**PROBLEM TO WORK ON:**
Pick out each line in the records that contains the word "wooden" and copy those lines.
(begin)
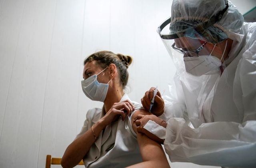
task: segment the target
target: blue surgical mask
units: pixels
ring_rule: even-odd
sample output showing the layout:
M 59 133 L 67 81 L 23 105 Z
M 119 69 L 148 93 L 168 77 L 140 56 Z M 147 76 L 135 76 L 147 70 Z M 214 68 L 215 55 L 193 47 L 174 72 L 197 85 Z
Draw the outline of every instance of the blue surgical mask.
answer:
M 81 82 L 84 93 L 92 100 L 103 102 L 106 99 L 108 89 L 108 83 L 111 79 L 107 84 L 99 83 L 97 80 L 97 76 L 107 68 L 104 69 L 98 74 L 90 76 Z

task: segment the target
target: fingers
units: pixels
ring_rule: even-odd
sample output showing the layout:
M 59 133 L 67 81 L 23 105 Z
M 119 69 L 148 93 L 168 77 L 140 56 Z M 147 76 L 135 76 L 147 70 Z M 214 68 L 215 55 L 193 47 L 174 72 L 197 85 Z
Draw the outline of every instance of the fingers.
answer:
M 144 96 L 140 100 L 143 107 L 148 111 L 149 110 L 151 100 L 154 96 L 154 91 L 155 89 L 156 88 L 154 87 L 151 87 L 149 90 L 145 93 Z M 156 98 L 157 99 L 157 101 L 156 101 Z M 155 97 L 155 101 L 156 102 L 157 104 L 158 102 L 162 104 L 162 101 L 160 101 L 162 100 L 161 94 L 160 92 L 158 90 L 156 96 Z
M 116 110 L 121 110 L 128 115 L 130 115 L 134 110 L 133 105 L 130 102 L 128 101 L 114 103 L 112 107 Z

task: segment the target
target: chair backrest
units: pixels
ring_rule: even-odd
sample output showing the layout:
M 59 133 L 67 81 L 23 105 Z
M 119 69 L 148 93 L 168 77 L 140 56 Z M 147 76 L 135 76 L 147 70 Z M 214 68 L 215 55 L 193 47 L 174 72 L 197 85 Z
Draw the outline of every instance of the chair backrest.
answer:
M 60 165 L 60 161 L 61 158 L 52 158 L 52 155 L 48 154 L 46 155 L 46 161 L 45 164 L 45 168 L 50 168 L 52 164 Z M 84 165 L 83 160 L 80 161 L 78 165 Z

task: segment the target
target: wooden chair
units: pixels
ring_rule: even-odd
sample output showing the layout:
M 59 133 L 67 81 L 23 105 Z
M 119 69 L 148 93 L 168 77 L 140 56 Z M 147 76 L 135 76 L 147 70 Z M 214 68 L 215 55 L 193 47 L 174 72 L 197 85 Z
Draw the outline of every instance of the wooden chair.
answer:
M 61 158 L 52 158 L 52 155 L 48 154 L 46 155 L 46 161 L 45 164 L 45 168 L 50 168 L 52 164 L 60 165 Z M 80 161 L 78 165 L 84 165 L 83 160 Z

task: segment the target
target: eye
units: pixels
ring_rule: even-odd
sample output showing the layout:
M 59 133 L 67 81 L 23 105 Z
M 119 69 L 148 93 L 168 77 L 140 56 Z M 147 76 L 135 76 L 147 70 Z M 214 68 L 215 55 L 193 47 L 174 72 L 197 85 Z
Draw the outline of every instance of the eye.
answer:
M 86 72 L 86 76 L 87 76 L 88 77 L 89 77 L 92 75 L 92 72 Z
(end)
(begin)
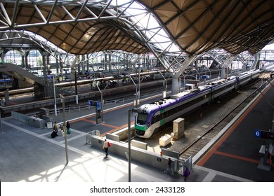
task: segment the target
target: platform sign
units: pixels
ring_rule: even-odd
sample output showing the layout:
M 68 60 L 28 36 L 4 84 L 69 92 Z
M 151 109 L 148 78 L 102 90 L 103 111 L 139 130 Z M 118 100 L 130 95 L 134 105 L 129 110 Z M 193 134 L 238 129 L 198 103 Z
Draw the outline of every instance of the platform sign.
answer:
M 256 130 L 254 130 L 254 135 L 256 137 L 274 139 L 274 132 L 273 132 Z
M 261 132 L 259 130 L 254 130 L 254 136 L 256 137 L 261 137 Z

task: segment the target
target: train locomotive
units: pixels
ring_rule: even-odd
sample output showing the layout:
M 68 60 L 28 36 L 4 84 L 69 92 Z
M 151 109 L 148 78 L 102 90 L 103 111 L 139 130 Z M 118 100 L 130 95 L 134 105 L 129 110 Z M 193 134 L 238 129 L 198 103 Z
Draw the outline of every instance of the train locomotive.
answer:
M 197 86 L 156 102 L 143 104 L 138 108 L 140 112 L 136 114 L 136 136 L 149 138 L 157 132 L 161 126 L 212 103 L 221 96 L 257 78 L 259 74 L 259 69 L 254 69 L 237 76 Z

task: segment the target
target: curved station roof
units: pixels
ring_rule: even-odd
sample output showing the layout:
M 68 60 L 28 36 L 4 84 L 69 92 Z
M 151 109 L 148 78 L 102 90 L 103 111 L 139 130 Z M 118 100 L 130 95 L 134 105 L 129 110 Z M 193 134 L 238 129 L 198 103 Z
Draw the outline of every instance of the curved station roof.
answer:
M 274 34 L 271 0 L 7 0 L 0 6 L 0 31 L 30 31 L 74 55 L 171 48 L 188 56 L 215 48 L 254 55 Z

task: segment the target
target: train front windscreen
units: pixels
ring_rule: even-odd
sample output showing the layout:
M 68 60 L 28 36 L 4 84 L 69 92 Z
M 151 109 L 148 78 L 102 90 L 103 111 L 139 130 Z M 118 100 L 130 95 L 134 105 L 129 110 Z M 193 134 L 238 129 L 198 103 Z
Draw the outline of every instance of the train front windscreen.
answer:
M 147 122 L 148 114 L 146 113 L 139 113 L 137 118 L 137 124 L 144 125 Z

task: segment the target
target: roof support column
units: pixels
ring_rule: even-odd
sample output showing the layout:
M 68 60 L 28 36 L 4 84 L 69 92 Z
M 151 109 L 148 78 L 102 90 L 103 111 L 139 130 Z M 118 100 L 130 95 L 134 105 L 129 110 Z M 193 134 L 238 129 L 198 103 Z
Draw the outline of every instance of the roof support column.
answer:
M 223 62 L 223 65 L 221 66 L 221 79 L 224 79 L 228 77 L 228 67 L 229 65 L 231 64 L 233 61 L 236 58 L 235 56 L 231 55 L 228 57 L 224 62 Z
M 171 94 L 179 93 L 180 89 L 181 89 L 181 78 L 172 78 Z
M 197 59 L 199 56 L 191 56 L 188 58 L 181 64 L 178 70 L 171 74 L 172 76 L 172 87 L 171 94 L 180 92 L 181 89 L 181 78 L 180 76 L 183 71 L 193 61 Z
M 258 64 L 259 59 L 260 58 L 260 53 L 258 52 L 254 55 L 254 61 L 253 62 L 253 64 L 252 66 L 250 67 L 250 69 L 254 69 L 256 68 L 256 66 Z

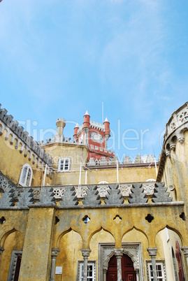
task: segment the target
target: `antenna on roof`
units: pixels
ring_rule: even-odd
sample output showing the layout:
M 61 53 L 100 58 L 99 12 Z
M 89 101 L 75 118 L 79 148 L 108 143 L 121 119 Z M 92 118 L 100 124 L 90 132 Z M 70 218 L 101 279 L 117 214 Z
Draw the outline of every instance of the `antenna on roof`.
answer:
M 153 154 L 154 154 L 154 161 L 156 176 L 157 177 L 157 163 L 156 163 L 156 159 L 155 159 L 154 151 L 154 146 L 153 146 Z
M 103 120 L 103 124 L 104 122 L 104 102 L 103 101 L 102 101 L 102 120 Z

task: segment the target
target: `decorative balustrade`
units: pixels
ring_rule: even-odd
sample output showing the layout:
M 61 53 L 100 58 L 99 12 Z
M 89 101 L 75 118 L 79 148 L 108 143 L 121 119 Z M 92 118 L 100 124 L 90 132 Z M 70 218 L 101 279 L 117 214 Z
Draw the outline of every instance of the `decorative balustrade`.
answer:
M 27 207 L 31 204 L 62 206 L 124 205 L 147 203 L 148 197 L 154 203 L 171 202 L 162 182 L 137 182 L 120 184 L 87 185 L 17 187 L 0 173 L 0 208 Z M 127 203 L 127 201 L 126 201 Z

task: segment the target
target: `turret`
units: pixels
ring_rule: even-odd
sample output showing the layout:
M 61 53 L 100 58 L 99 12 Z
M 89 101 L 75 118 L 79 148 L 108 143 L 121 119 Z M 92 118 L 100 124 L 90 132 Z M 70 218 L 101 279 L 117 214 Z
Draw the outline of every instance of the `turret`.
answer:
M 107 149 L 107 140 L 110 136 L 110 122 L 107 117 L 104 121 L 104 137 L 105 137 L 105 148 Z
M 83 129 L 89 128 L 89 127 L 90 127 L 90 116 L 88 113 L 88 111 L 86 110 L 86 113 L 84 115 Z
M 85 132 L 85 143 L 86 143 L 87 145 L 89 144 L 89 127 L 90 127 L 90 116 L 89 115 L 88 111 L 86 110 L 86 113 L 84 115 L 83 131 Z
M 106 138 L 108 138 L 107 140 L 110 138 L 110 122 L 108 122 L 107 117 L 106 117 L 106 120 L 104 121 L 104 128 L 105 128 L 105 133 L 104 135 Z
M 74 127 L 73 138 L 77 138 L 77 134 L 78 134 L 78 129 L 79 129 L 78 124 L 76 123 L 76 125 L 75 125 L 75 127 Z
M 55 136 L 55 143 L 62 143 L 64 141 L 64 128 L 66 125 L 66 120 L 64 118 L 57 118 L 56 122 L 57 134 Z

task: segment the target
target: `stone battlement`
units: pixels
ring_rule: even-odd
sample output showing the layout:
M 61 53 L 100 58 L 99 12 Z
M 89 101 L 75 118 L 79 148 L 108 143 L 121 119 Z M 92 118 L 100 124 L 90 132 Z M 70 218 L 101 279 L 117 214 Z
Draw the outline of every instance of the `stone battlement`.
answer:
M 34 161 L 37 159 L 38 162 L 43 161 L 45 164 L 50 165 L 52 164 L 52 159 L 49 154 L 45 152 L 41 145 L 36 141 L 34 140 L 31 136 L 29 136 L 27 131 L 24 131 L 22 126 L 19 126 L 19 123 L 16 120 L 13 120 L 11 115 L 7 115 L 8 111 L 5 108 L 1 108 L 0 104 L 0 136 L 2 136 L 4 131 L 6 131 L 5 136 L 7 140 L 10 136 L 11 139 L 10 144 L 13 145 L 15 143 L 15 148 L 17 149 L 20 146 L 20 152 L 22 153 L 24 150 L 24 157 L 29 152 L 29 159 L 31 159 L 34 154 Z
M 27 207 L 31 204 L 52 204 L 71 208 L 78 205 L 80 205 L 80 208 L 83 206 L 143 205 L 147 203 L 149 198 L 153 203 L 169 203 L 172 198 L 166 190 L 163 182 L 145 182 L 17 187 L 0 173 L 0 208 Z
(end)
**TASK OUTPUT:**
target: wooden chair
Draw the outline of every instance of the wooden chair.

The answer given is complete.